>> START TEXT SEGMENT

Why driving to a theoretical coverage factor is a flawed Sales model….

December 8, 2014

Many organizations look to their CRM tools to measure and monitor pipeline coverage; they set arbitrary measures like 3x (3 times) or 5x coverage to expected targets - in other words, if an organisation has a requirement to sell $100 of something they want $300 or $500 dollars worth of opportunity in their sales pipeline…

 

Now don’t get me wrong, there is nothing wrong with driving this expectation across the business, and in a article I wrote last week see here... I talked about this very subject, the problem is it can drive very lazy sales management habits, and the wrong behaviour and outcomes at a sales level.

 

Let me explain...

 

The most import elements of managing a sales person and outcomes is understanding the “shape” of a pipeline, and understanding which part of the business has responsibility for each component or stage, so your sales manager/s can focus on closing deals. 

 

Let’s break a pipeline into 6 logical parts:

 

Stage 1 – Lead Creation (this is generally some form of campaign, e.g. telemarketing, eDirect Mail, Trade Show leads lists, response to an ad etc)

Stage 2  - Lead Qualification (this is where someone contacts the lead with some targeted questions around specifics)

Stage 3 – Opportunity Identification – the lead qualification process has uncovered a live opportunity

Stage 4 – Opportunity Qualification – where the sales person et al, spends times testing the customer’s intent

Stage 5 – Opportunity Development – proposal development and presentations

Stage 6 – Deal is Won, lost, or not pursued

 

 

 

Here’s an example of a pipeline by stage in table and graphical form….

 

 

Fig 1.

>> END TEXT SEGMENT
>> START THE DATA

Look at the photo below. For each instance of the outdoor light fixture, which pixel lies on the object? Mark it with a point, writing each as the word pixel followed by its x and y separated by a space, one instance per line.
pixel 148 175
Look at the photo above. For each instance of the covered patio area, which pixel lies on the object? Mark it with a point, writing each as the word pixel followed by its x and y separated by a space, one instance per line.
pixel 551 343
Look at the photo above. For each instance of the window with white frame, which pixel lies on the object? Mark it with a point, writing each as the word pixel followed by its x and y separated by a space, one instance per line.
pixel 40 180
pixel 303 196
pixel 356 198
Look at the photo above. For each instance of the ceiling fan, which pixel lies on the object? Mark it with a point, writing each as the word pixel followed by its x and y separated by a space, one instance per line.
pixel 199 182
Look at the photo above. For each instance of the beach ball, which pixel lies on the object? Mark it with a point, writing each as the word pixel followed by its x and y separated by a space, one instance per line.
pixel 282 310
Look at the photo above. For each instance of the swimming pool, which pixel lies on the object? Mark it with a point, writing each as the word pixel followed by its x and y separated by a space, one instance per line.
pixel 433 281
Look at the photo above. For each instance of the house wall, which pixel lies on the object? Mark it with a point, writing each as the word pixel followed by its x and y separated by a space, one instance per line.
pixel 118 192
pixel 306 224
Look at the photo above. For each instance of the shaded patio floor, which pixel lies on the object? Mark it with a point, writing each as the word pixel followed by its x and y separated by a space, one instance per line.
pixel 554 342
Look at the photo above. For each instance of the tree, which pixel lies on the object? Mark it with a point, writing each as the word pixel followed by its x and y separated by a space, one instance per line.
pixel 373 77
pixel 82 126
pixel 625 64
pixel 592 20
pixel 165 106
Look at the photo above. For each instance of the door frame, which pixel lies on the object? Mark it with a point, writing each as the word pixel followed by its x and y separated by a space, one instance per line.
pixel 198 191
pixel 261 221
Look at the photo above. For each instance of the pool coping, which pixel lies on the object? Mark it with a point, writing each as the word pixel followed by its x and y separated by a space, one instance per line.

>> END THE DATA

TASK REQUIREMENTS:
a) From the sales pipeline article, extract the passage that opens with the words containing "Stage 4 – Opportunity" and closes with "and graphical form….".
b) Copy word for word the part of the records that opens with the line containing "Look at the photo above. For each instance of the covered" and closes with the line containing "pixel 551 343". Include both of those lines and nothing else.

EXPECTED ANSWERS:
a)
Stage 4 – Opportunity Qualification – where the sales person et al, spends times testing the customer’s intent

Stage 5 – Opportunity Development – proposal development and presentations

Stage 6 – Deal is Won, lost, or not pursued

 

 

 

Here’s an example of a pipeline by stage in table and graphical form….

b)
Look at the photo above. For each instance of the covered patio area, which pixel lies on the object? Mark it with a point, writing each as the word pixel followed by its x and y separated by a space, one instance per line.
pixel 551 343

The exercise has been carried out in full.